═══ Given data ═══

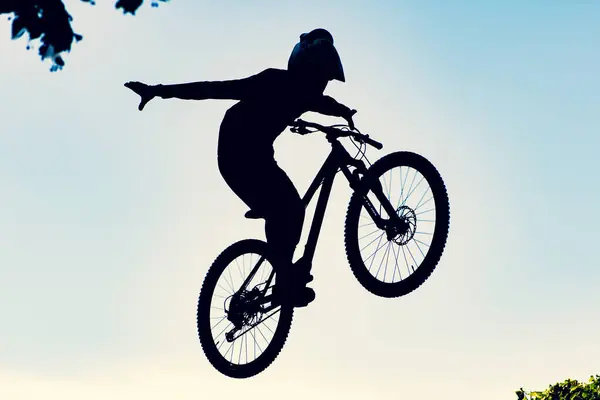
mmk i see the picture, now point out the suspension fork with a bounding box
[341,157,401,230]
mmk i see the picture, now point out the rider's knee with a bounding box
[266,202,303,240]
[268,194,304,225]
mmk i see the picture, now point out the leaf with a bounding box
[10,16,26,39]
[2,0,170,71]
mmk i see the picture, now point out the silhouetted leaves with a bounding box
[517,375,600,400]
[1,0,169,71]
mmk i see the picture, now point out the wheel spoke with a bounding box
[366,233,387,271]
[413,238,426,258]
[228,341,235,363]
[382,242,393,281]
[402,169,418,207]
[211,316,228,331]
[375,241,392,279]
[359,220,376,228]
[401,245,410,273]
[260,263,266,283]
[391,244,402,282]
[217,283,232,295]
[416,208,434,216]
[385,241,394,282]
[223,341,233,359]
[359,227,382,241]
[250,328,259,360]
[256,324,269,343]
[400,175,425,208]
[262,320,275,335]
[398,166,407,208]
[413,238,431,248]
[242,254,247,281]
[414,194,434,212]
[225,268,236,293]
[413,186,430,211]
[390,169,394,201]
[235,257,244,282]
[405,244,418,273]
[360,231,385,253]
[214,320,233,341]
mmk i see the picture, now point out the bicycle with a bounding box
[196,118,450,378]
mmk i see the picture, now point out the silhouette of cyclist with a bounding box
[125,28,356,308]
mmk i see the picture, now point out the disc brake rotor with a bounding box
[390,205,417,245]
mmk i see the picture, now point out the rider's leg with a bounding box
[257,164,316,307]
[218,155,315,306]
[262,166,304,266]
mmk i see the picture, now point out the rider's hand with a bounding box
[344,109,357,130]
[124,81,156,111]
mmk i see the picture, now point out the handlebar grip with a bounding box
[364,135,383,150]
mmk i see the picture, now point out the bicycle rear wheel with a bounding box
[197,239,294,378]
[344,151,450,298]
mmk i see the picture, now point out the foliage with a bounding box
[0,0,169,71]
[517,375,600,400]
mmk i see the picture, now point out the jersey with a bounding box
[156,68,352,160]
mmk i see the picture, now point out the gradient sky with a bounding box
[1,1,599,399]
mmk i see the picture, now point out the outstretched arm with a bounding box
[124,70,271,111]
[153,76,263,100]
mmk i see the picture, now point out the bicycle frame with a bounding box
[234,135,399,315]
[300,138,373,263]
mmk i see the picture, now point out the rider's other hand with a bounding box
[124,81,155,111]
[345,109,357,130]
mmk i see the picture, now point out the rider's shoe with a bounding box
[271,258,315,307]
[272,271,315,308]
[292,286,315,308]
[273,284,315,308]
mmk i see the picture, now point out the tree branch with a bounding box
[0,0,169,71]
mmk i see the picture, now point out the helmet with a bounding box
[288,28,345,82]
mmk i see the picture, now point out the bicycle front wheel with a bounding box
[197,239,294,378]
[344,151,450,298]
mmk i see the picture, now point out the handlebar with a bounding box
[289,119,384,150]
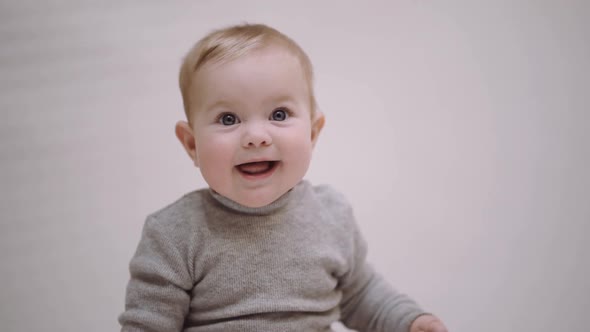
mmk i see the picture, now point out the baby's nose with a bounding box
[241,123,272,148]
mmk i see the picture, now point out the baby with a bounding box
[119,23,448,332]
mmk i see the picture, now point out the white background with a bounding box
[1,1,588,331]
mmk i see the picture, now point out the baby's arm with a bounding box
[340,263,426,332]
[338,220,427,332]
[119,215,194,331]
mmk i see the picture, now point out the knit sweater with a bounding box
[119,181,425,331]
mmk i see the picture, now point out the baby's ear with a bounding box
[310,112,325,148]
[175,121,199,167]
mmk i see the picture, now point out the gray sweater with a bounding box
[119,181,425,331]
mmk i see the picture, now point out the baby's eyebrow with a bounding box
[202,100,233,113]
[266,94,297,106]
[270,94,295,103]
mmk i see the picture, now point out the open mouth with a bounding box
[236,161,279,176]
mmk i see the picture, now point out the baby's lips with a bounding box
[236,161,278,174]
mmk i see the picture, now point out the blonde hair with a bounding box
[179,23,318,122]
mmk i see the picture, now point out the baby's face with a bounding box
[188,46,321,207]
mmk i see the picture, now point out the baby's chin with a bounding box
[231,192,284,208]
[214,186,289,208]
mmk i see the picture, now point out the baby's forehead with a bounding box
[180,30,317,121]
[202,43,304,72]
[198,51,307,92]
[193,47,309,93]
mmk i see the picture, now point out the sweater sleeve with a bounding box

═══
═══ Given data ═══

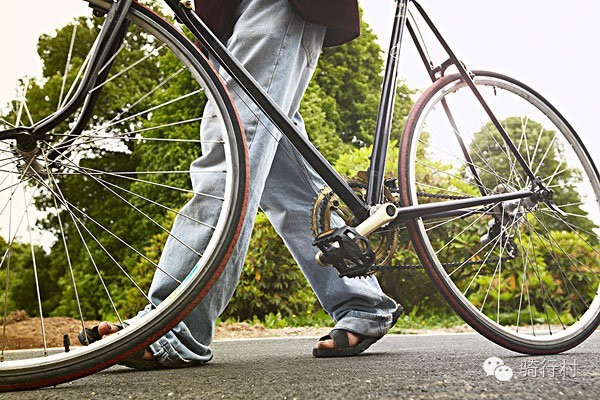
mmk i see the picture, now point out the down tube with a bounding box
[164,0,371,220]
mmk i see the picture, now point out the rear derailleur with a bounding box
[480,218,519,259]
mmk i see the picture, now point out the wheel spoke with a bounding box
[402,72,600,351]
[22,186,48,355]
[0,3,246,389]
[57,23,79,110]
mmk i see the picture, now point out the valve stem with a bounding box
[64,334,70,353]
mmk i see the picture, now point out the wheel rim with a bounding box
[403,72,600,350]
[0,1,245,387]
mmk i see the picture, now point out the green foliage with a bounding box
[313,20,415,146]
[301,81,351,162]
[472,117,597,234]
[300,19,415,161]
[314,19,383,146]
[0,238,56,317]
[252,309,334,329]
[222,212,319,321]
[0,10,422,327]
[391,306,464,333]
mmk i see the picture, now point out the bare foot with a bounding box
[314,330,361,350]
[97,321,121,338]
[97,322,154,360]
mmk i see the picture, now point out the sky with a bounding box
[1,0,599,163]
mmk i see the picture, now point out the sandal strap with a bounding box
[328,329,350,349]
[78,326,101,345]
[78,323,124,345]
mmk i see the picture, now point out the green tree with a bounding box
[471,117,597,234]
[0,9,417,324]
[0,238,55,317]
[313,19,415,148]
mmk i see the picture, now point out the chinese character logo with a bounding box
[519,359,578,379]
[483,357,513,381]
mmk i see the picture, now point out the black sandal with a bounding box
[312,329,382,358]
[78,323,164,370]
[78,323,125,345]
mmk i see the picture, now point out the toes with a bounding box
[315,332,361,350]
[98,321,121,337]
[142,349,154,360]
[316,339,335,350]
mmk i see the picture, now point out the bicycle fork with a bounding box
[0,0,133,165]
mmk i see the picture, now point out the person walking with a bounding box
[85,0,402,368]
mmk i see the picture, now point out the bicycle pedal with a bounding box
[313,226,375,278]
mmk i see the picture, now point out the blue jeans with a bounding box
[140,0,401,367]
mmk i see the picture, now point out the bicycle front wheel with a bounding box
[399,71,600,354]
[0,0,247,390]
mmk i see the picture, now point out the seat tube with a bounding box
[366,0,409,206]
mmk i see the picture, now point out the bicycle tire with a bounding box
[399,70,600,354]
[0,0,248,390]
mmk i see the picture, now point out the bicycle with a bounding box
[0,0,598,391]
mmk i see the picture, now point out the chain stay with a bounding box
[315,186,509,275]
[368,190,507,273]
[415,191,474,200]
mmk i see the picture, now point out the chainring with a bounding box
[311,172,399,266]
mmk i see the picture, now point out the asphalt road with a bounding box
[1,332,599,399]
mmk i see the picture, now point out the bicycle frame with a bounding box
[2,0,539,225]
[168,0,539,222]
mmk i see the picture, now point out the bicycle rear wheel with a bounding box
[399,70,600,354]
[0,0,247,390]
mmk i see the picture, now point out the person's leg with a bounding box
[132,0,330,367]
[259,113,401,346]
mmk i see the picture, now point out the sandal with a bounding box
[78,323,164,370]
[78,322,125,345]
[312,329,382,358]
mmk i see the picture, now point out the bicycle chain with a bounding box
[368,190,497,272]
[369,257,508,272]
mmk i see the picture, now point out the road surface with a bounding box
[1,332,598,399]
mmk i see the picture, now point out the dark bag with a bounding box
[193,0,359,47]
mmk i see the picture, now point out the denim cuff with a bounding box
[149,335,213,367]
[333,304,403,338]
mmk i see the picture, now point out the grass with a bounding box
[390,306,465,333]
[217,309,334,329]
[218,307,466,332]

═══

## What you have to do
Looking above, find the stretch of lines that opens with the one holding "mmk i see the picture, now point out the rider's other" and closes with the one holding "mmk i see the picture, now point out the sweater". Copy it exactly, pictures excluded.

## Solution
mmk i see the picture, now point out the rider's other hand with a bounding box
[124,81,155,111]
[345,109,357,130]
mmk i see the picture, now point out the rider's shoe with a bounding box
[271,258,315,307]
[272,271,315,308]
[292,286,315,308]
[273,284,315,308]
mmk i see the picture, now point out the tree branch with a bounding box
[0,0,169,71]
mmk i see the picture, now point out the helmet with a bounding box
[288,28,345,82]
mmk i see the picture, now point out the bicycle front wheel with a bounding box
[197,239,294,378]
[344,151,450,298]
mmk i see the picture, now point out the handlebar with a bounding box
[289,119,384,150]
mmk i see the picture, now point out the baby's nose with a bounding box
[241,123,272,148]
mmk i see the picture, now point out the baby with a bounding box
[119,23,448,332]
mmk i see the picture, now point out the white background with a bounding box
[1,1,588,331]
mmk i see the picture, now point out the baby's arm with a bounding box
[340,263,426,332]
[338,220,427,332]
[119,215,194,331]
mmk i see the picture, now point out the knit sweater with a bounding box
[119,181,425,331]
mmk i see the picture, now point out the baby's ear with a bounding box
[310,112,325,148]
[175,121,199,167]
mmk i see the picture, now point out the gray sweater with a bounding box
[119,181,425,331]
mmk i see the picture, now point out the baby's eyebrow with a bounding box
[202,100,233,113]
[266,94,297,106]
[270,94,295,103]
mmk i see the picture, now point out the open mouth with a bounding box
[236,161,279,176]
mmk i see the picture, now point out the baby's lips with a bounding box
[236,161,278,174]
mmk i see the picture, now point out the blonde hair with a bounding box
[179,23,318,122]
mmk i see the picture, now point out the baby's face with a bounding box
[188,46,321,207]
mmk i see the picture, now point out the baby's chin with a bounding box
[231,192,284,208]
[214,186,289,208]
mmk i see the picture, now point out the baby's forehead with a bounding box
[180,30,317,121]
[202,43,304,72]
[198,51,307,92]
[193,47,309,93]
mmk i see the picture, now point out the sweater sleeve with a bounding box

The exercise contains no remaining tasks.